Can you retype only the lines from the one with "[tag] one dot per instance, sample [28,967]." through the final line of the material, exactly as given?

------ Available data ------

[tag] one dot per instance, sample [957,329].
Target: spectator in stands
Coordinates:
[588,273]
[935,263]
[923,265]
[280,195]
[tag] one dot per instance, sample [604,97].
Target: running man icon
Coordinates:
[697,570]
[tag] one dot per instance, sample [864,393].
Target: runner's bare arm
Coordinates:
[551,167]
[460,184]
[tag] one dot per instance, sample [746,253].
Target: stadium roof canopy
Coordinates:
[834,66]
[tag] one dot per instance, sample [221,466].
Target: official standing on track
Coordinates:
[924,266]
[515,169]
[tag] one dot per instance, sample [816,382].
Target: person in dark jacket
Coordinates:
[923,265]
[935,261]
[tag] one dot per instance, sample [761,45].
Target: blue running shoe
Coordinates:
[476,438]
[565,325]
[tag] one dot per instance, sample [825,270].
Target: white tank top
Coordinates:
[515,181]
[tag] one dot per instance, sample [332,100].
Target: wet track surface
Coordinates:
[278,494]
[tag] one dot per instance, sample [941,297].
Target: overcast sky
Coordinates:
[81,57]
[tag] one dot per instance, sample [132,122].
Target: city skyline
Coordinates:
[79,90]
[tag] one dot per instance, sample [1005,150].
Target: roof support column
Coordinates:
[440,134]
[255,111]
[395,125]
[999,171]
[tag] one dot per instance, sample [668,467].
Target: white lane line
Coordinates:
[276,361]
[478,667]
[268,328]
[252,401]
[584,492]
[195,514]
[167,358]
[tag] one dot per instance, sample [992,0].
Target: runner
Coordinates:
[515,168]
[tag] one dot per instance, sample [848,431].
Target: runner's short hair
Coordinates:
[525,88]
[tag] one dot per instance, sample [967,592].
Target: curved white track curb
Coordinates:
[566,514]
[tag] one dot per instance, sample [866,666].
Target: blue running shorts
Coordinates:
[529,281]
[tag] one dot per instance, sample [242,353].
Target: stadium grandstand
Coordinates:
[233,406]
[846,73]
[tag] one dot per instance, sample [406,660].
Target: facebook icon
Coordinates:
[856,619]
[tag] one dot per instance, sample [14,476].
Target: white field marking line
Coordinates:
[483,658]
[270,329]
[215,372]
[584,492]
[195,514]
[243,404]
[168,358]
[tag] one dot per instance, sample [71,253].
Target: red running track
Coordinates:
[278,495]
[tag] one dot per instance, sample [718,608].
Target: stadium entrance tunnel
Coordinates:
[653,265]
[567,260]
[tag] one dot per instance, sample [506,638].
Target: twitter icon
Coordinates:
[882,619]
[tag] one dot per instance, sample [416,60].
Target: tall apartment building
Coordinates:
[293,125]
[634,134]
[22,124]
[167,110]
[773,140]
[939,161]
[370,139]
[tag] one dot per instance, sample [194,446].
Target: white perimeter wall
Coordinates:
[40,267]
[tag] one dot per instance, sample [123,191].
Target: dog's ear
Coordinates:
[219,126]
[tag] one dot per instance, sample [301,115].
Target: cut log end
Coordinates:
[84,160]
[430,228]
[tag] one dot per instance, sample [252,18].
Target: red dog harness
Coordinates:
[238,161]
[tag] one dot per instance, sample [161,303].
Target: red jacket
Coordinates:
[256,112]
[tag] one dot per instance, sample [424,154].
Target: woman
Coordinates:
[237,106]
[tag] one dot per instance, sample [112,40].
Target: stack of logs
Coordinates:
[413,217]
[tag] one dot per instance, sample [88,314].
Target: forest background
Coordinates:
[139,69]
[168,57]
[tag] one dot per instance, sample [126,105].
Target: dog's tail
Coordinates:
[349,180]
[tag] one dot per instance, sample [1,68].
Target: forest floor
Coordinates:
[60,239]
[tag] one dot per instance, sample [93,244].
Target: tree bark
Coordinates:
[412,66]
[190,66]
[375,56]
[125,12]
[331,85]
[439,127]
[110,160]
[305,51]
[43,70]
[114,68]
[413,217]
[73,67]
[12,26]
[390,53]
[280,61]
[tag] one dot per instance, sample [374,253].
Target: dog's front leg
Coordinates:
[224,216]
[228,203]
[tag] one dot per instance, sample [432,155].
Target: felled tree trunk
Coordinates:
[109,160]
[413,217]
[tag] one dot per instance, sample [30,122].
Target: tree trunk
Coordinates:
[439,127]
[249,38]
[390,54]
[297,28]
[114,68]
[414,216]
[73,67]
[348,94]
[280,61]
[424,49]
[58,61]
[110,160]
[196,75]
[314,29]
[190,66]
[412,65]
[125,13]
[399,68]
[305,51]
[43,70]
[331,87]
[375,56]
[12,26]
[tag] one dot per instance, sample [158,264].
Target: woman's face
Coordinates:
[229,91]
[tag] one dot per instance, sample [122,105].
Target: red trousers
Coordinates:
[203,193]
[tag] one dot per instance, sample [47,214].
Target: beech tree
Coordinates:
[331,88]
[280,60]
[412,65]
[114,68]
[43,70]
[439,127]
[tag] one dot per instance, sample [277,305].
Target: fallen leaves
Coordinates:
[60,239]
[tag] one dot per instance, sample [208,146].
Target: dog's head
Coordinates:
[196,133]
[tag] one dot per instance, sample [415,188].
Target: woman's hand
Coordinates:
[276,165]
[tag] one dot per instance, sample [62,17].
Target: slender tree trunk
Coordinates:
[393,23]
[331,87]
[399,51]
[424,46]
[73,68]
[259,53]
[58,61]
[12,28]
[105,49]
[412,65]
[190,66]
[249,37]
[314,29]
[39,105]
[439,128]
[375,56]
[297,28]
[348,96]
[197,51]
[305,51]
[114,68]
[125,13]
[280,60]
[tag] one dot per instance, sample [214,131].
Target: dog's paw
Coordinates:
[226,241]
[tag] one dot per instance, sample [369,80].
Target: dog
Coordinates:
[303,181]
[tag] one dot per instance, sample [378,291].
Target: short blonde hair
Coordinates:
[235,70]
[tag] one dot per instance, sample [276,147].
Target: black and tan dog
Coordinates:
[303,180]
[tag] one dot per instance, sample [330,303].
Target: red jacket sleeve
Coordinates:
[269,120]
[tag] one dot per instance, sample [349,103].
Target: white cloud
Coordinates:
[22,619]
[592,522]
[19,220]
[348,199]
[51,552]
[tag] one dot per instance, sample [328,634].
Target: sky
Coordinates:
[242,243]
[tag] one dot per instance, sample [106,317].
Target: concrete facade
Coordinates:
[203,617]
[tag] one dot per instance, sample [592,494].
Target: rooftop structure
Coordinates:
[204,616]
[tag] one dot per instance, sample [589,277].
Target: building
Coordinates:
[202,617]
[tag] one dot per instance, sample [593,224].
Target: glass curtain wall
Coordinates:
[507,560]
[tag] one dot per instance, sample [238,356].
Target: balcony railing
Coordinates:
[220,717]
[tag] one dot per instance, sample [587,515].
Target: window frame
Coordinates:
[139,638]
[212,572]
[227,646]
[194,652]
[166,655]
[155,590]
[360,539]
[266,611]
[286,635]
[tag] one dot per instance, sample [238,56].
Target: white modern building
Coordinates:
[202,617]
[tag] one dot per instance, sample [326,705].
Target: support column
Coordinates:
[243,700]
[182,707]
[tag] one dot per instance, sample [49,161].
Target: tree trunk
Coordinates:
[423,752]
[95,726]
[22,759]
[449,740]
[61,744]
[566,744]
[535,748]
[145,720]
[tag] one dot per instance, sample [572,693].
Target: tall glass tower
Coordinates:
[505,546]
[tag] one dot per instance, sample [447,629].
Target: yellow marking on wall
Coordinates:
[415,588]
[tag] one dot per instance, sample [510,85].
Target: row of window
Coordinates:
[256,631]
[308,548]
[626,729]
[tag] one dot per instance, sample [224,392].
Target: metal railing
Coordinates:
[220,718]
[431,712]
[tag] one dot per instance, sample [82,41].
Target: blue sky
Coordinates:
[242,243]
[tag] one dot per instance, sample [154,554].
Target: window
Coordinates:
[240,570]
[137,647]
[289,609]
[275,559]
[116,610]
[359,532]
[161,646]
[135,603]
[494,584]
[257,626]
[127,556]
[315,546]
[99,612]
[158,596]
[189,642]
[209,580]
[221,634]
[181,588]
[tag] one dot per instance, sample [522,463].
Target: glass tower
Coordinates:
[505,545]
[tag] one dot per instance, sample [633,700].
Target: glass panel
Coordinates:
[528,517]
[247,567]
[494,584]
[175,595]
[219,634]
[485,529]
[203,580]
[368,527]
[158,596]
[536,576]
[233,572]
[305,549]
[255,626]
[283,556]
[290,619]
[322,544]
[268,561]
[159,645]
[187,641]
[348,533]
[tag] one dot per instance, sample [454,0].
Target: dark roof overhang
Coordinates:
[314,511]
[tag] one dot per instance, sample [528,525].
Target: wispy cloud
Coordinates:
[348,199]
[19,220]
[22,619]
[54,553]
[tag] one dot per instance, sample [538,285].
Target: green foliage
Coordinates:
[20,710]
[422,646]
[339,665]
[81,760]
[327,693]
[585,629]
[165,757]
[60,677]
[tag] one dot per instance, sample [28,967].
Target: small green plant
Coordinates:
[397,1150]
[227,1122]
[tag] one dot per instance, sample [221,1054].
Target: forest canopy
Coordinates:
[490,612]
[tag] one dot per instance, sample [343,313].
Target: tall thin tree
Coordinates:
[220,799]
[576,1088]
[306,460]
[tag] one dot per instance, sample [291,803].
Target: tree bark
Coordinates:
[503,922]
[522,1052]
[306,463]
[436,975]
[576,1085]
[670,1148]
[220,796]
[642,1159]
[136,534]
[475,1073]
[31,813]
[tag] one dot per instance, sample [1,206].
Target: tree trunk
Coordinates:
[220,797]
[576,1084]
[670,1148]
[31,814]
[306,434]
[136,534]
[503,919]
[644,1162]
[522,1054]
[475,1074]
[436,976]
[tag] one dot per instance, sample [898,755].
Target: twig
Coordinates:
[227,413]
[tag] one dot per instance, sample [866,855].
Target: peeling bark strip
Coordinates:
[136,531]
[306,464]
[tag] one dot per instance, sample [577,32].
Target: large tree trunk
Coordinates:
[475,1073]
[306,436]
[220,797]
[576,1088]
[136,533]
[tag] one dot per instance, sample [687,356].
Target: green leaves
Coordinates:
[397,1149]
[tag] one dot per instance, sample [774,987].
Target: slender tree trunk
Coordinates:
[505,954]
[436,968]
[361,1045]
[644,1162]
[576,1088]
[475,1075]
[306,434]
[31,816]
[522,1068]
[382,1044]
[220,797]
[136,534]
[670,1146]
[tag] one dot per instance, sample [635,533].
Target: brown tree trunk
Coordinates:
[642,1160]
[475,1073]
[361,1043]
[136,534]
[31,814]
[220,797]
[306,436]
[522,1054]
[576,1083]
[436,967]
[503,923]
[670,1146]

------

• Completed task:
[tag] one dot per instance, sample [28,967].
Target: small green plant
Coordinates:
[397,1150]
[227,1122]
[tag] one dot per instance, sample [221,1054].
Target: forest canopy
Coordinates:
[490,612]
[tag] one dot per instance, sample [343,313].
Target: tall thin tree
Coordinates:
[220,799]
[576,1088]
[306,460]
[tag] one dot per instance, sample [291,803].
Target: tree bark
Coordinates:
[503,922]
[522,1052]
[306,463]
[436,975]
[576,1085]
[670,1148]
[220,796]
[642,1159]
[136,534]
[475,1073]
[31,813]
[tag] one dot per instance, sample [1,206].
Target: tree trunk
Coordinates:
[220,797]
[576,1084]
[670,1148]
[31,814]
[306,434]
[136,534]
[503,919]
[644,1162]
[522,1054]
[475,1074]
[436,976]
[tag] one dot per instance, sample [898,755].
Target: twig
Coordinates:
[227,413]
[tag] one dot per instance, sample [866,855].
Target: peeling bark strip
Coordinates:
[136,531]
[306,464]
[tag] one dot per instance, sample [577,32].
Target: large tree trunk
Coordinates:
[475,1073]
[306,436]
[220,797]
[576,1088]
[136,533]
[tag] one dot per instance, sample [687,356].
Target: green leaves
Coordinates:
[397,1149]
[tag] one dot per instance, sample [774,987].
Target: slender tree trunk
Coordinates:
[505,954]
[436,968]
[361,1045]
[644,1162]
[576,1088]
[475,1075]
[306,434]
[31,816]
[522,1068]
[382,1044]
[220,797]
[136,534]
[670,1146]
[tag] one dot per instance, sample [635,533].
Target: brown tree trunk
Coordinates:
[642,1160]
[475,1073]
[361,1043]
[136,534]
[31,814]
[220,797]
[306,436]
[522,1054]
[576,1083]
[436,967]
[503,923]
[670,1146]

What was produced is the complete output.